§ Required tasks
A. Reproduce word for word the stretch of the article on coordinating agents from "Speed is the" through "never the bottleneck.".
B. For each statement about the article on coordinating agents, answer yes or no and quote the words of the article that decide it. (i) The author used Cursor to coordinate the agents. (ii) The agents installed Claude Code and Codex on their own. (iii) The author says writing code was the main bottleneck in enterprise software.

===== Passage shown =====

The Moment It Broke: How 10 Agents Changed My Mental Model
By Nick Halstead
Two weeks ago my mental model of "building software" broke.
I spun up OpenClaw and had it coordinate 10+ agents. They talked to each other, installed their own tooling — Claude Code, Codex — spun up the repo scaffolding, and shipped working chunks end-to-end. Stuff that would've taken me a day of vibe coding in Cursor landed in under five minutes.
And then I sat there staring at the screen, because the obvious conclusion — wow, that's fast — wasn't actually the interesting part.
Speed is the wrong metric
When people see agents write code quickly, the natural reaction is to measure the acceleration. "10x faster!" "100x faster!" And sure, the speed is real. But if you've spent any time shipping enterprise software, you know that writing code was never the bottleneck.

===== Listed entries =====

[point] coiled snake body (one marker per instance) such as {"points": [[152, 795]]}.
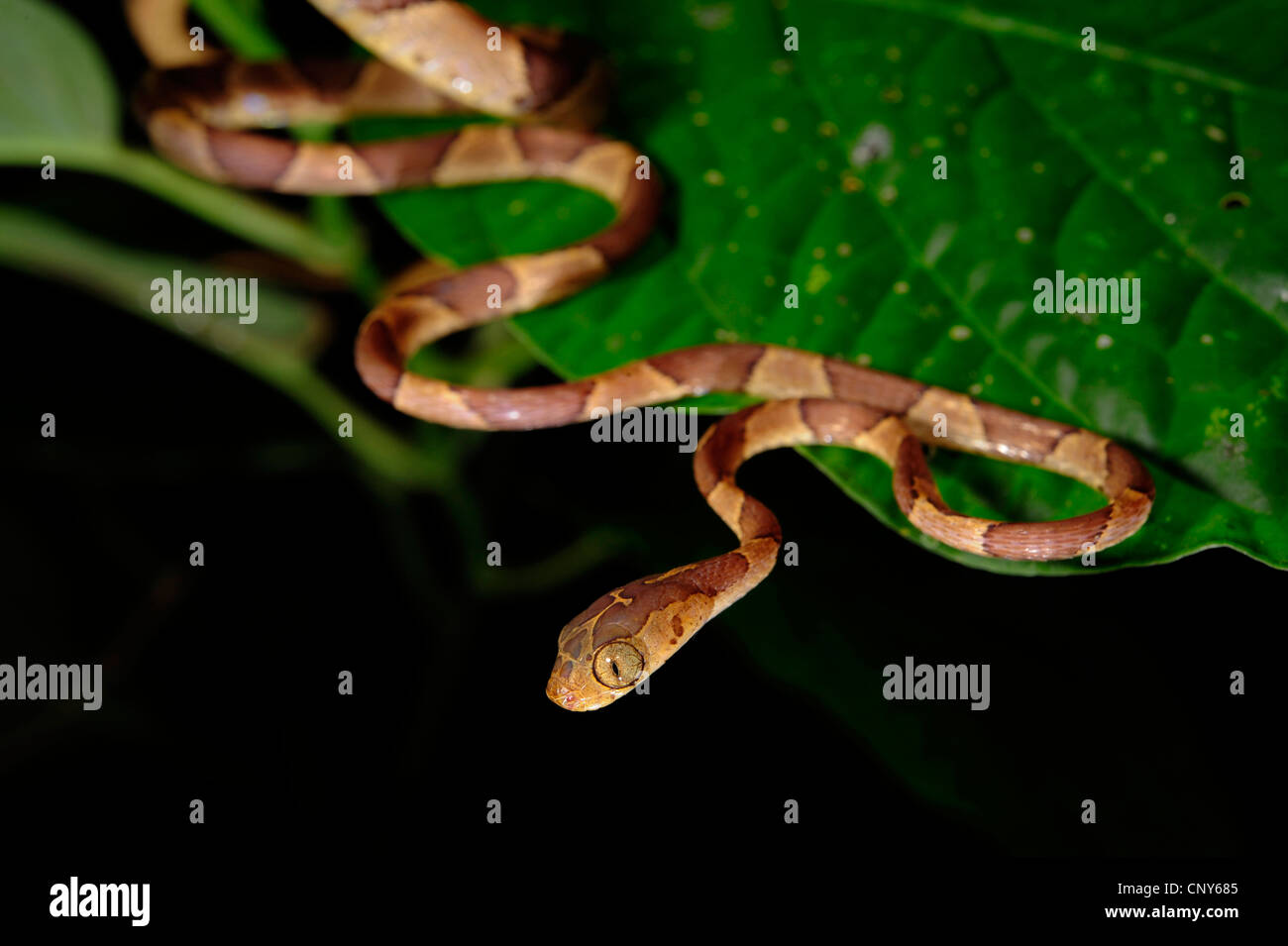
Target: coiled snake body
{"points": [[441, 56]]}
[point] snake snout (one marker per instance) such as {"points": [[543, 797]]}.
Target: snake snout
{"points": [[561, 693]]}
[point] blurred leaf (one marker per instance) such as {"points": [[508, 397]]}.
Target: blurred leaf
{"points": [[274, 348], [54, 84]]}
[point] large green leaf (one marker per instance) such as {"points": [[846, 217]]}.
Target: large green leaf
{"points": [[1103, 163]]}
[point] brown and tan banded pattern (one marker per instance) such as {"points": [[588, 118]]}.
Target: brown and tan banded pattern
{"points": [[436, 59]]}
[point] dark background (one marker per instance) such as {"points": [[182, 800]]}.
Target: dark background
{"points": [[220, 681]]}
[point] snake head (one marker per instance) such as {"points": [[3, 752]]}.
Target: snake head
{"points": [[612, 646]]}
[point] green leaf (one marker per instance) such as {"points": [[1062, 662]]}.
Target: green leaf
{"points": [[54, 84], [1109, 163]]}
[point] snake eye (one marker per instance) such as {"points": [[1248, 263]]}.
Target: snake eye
{"points": [[618, 665]]}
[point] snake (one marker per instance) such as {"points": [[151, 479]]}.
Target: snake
{"points": [[207, 113]]}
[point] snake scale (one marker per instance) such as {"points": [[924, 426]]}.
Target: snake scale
{"points": [[441, 56]]}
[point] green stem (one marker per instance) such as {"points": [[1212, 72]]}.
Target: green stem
{"points": [[235, 213]]}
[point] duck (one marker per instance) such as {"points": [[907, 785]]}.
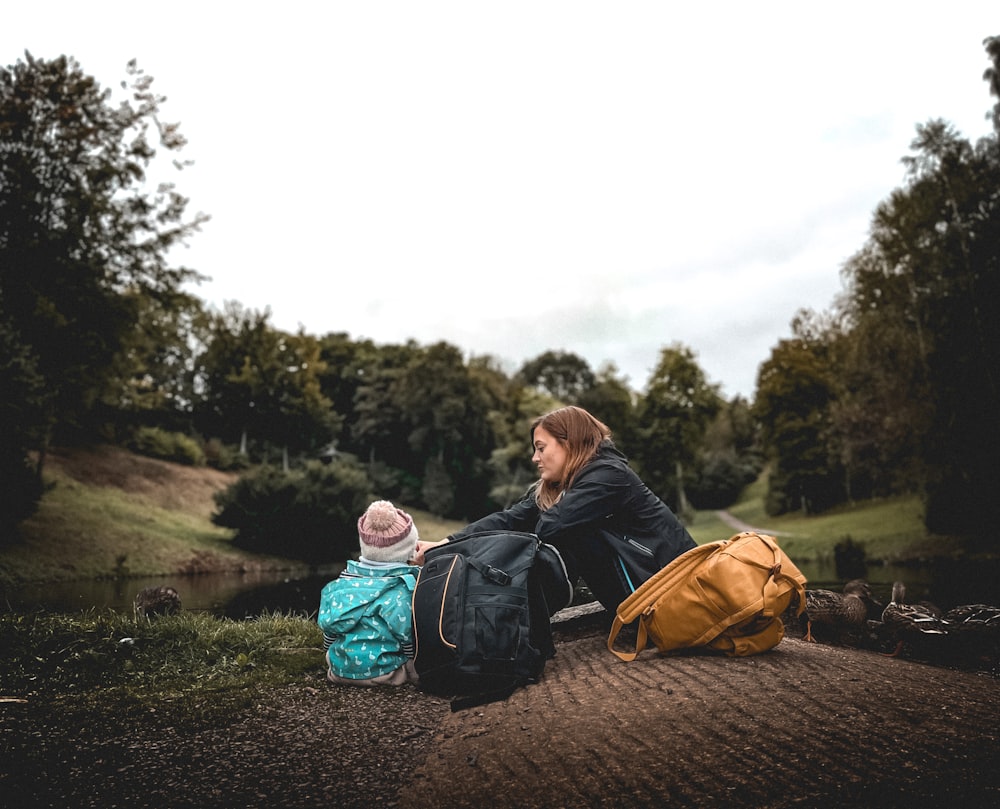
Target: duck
{"points": [[843, 612], [152, 601], [919, 624], [976, 629]]}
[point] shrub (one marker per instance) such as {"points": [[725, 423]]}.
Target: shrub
{"points": [[308, 514]]}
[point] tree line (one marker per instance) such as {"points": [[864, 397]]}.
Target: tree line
{"points": [[892, 391]]}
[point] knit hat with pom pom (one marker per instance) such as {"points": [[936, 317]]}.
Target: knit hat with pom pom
{"points": [[387, 534]]}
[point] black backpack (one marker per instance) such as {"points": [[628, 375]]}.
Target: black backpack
{"points": [[481, 611]]}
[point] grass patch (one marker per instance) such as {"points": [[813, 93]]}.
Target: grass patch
{"points": [[85, 531], [192, 669], [889, 530]]}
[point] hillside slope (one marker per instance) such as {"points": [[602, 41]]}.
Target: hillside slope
{"points": [[111, 513]]}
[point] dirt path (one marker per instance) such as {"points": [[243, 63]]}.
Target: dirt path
{"points": [[803, 725], [738, 525]]}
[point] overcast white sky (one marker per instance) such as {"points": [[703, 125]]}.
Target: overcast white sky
{"points": [[604, 178]]}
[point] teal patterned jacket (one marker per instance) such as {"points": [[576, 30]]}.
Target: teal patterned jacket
{"points": [[366, 618]]}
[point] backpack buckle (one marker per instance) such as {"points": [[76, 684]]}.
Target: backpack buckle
{"points": [[497, 575]]}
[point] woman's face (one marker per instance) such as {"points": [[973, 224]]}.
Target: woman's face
{"points": [[549, 457]]}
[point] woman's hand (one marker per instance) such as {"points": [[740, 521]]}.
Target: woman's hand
{"points": [[418, 555]]}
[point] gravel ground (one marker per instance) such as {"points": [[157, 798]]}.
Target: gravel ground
{"points": [[803, 725]]}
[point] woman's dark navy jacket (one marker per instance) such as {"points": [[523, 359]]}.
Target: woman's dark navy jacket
{"points": [[610, 529]]}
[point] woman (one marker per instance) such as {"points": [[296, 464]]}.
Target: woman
{"points": [[611, 530]]}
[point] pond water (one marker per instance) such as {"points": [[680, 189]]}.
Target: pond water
{"points": [[245, 595], [232, 595]]}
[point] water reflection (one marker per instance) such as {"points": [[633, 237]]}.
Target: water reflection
{"points": [[243, 595], [233, 595]]}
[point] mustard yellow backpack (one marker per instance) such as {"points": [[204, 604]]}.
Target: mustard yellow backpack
{"points": [[727, 596]]}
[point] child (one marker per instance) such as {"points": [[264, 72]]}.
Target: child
{"points": [[366, 613]]}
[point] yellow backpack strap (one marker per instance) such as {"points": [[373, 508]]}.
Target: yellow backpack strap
{"points": [[640, 640], [779, 573]]}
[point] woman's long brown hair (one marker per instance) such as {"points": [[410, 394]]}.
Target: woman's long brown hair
{"points": [[581, 434]]}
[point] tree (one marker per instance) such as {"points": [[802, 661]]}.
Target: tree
{"points": [[22, 425], [678, 406], [83, 240], [795, 388], [611, 401], [561, 374], [264, 384]]}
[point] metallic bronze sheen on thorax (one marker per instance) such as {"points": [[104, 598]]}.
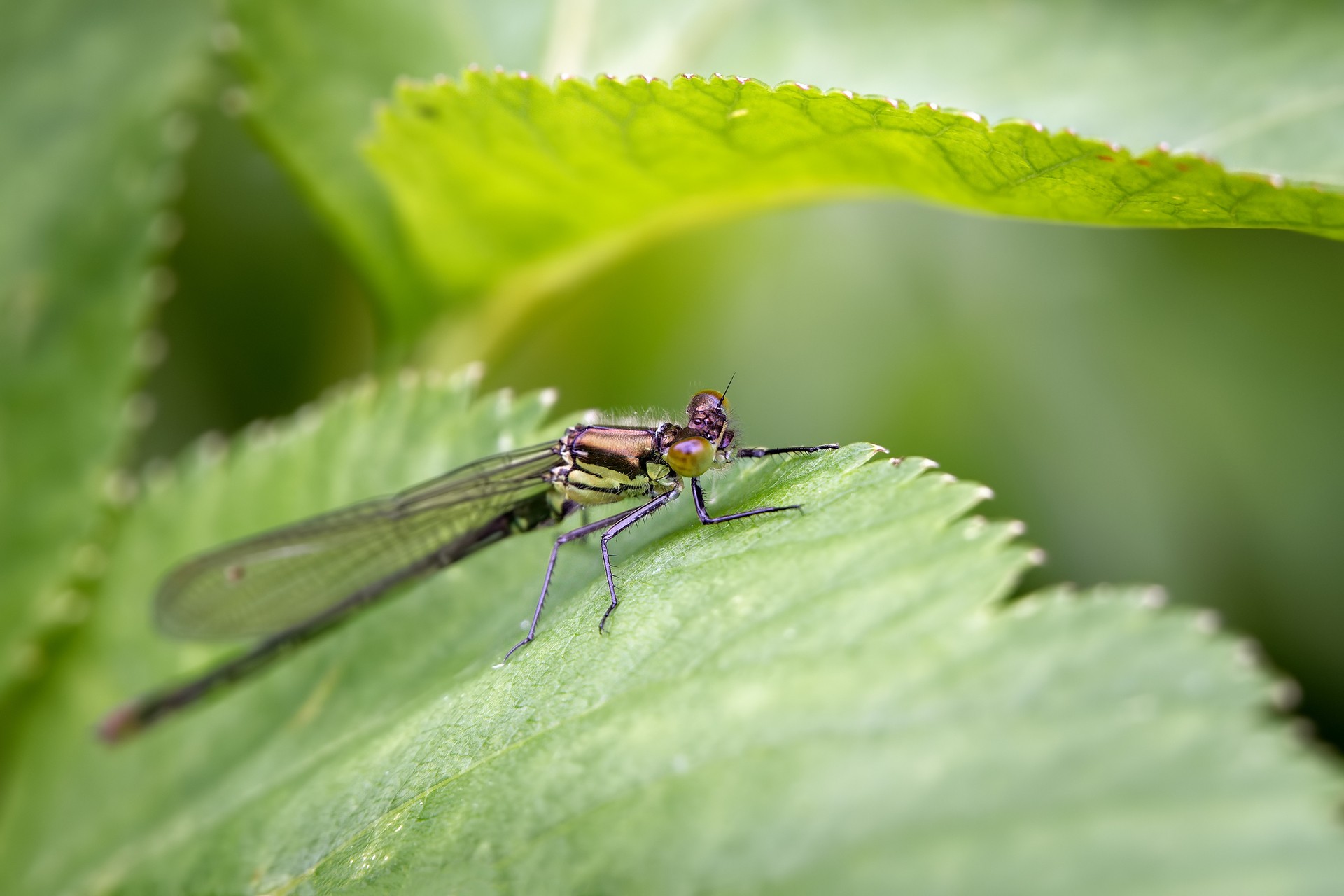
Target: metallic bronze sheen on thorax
{"points": [[605, 464]]}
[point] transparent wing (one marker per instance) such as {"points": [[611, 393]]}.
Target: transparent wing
{"points": [[283, 578]]}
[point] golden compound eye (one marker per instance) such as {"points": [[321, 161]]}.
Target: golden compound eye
{"points": [[691, 457]]}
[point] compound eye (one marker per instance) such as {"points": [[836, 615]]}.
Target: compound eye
{"points": [[691, 457]]}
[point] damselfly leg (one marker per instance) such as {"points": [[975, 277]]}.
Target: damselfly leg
{"points": [[573, 535]]}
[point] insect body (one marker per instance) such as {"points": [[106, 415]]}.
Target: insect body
{"points": [[289, 584]]}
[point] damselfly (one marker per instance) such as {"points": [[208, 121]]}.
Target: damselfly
{"points": [[289, 584]]}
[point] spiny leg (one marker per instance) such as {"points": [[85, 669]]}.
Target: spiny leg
{"points": [[631, 519], [573, 535], [797, 449], [698, 495]]}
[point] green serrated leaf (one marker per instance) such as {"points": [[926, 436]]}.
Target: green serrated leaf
{"points": [[311, 85], [834, 700], [83, 175], [511, 184], [1253, 86]]}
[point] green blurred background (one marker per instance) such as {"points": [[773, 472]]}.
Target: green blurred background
{"points": [[1156, 406]]}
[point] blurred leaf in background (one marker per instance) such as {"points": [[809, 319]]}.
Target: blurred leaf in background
{"points": [[85, 181]]}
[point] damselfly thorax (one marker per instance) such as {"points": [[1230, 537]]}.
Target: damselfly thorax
{"points": [[289, 584]]}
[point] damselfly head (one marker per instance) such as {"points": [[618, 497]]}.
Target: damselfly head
{"points": [[707, 416]]}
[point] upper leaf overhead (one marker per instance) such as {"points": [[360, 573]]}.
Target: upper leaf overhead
{"points": [[505, 182], [1256, 85], [830, 700]]}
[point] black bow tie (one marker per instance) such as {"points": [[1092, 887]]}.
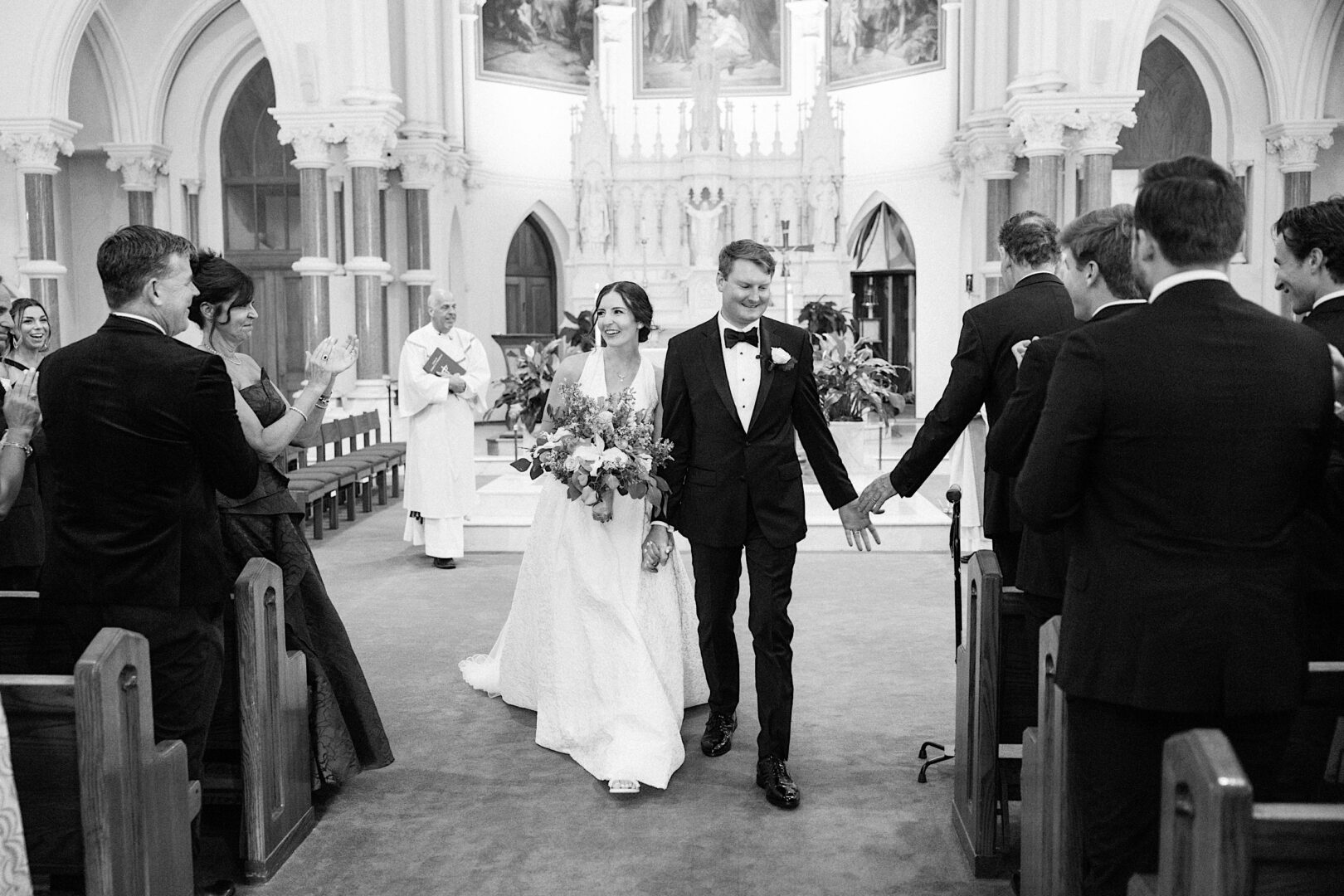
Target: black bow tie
{"points": [[733, 336]]}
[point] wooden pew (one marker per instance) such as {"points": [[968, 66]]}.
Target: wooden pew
{"points": [[99, 796], [15, 879], [1218, 841], [272, 735], [1050, 857], [996, 700]]}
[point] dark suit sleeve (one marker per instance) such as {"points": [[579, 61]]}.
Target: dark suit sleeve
{"points": [[678, 426], [960, 402], [1010, 437], [1053, 480], [815, 433], [227, 461]]}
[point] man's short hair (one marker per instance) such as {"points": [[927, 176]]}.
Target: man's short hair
{"points": [[1316, 226], [1103, 236], [1192, 208], [134, 256], [749, 250], [1030, 238]]}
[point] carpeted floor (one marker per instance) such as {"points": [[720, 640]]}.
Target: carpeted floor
{"points": [[475, 806]]}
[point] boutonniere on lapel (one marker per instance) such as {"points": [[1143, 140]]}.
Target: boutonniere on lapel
{"points": [[780, 359]]}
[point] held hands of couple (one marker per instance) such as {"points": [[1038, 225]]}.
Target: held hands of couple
{"points": [[657, 548], [858, 527], [332, 356]]}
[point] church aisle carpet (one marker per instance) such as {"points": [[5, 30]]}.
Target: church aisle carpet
{"points": [[475, 806]]}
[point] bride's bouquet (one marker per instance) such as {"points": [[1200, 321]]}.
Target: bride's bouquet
{"points": [[601, 446]]}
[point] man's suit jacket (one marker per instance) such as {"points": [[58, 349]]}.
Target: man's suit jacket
{"points": [[1181, 444], [141, 431], [1043, 559], [718, 472], [983, 373], [1322, 547]]}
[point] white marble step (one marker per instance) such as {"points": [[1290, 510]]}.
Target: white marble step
{"points": [[509, 501]]}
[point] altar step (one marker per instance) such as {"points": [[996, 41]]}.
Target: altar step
{"points": [[507, 503]]}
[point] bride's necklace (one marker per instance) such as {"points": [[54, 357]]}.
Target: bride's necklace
{"points": [[231, 356]]}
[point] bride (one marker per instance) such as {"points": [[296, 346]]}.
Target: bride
{"points": [[602, 648]]}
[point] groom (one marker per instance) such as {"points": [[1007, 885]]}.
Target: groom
{"points": [[734, 391]]}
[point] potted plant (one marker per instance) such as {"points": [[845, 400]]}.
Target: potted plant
{"points": [[528, 382], [855, 384]]}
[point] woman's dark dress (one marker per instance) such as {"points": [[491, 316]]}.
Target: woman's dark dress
{"points": [[347, 733]]}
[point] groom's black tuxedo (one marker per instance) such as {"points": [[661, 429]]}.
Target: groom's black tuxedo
{"points": [[733, 489]]}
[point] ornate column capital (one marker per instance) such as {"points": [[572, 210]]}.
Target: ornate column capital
{"points": [[1103, 117], [1040, 119], [32, 144], [1296, 143], [140, 164]]}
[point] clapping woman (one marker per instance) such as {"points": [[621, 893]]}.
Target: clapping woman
{"points": [[347, 733]]}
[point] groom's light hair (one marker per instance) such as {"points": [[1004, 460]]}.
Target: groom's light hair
{"points": [[747, 250]]}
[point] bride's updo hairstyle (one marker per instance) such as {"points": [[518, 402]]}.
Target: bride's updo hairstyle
{"points": [[221, 284], [636, 299]]}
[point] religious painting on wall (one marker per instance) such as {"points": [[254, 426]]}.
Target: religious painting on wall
{"points": [[746, 39], [544, 43], [877, 39]]}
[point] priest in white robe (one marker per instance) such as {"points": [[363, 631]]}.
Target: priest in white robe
{"points": [[440, 409]]}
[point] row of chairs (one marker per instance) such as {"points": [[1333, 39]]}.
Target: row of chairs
{"points": [[351, 460]]}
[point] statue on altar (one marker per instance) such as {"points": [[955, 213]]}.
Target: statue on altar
{"points": [[706, 238]]}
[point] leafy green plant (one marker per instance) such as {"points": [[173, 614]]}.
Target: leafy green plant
{"points": [[528, 383], [854, 382], [821, 317]]}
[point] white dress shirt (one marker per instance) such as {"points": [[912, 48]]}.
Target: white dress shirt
{"points": [[743, 363], [1186, 277]]}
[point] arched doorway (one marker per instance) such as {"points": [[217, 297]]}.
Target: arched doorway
{"points": [[1172, 116], [884, 286], [530, 284], [261, 223]]}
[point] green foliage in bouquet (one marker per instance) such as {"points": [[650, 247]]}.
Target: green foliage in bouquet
{"points": [[528, 383], [601, 448], [852, 381]]}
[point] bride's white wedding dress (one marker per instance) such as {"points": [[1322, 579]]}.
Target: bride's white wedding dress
{"points": [[605, 652]]}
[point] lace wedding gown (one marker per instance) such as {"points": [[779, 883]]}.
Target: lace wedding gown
{"points": [[605, 652]]}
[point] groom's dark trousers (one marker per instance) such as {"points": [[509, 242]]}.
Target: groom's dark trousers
{"points": [[735, 489]]}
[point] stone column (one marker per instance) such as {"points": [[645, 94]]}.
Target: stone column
{"points": [[192, 208], [140, 165], [32, 147], [1296, 144], [366, 145], [1098, 144], [312, 158], [424, 164]]}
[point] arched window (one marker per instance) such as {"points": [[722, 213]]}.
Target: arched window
{"points": [[530, 282], [262, 223], [1174, 117]]}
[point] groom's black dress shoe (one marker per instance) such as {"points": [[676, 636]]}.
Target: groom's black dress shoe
{"points": [[718, 733], [780, 789]]}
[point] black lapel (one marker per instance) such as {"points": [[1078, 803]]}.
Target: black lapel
{"points": [[713, 348], [767, 371]]}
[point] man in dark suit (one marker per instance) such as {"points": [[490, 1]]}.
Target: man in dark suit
{"points": [[141, 433], [735, 390], [1181, 444], [984, 373], [1309, 269], [1094, 268]]}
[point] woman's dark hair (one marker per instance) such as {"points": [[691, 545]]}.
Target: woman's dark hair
{"points": [[635, 299], [221, 284], [17, 310]]}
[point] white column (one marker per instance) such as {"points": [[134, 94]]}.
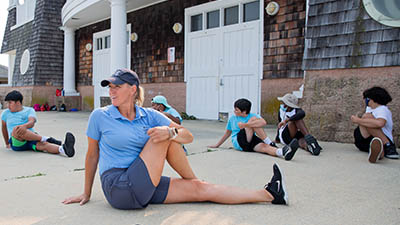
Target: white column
{"points": [[69, 62], [118, 35]]}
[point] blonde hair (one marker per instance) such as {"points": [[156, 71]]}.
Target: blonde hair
{"points": [[139, 99]]}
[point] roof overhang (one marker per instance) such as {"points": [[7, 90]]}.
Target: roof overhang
{"points": [[79, 13]]}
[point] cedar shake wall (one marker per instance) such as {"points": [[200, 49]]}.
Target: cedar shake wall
{"points": [[332, 96], [343, 35], [284, 40], [348, 52], [149, 53], [45, 42]]}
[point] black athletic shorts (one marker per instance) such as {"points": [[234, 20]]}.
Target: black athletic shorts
{"points": [[286, 138], [247, 146], [361, 142]]}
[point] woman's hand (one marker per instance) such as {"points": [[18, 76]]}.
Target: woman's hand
{"points": [[159, 134], [81, 199], [354, 118]]}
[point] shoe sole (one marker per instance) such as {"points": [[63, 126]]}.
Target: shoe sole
{"points": [[392, 157], [293, 146], [69, 144], [285, 196], [314, 147], [375, 150]]}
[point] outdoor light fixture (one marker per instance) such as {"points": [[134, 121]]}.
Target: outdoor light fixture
{"points": [[177, 28], [134, 37], [272, 8]]}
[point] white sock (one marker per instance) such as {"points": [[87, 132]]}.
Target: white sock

=====

§ Results for each task
A.
Speed is the wrong metric
When people see agents write code quickly, the natural reaction is to measure the acceleration. "10x faster!" "100x faster!" And sure, the speed is real. But if you've spent any time shipping enterprise software, you know that writing code was never the bottleneck.

B.
(i) No: "I spun up OpenClaw and had it coordinate 10+ agents."
(ii) Yes: "installed their own tooling — Claude Code, Codex"
(iii) No: "writing code was never the bottleneck."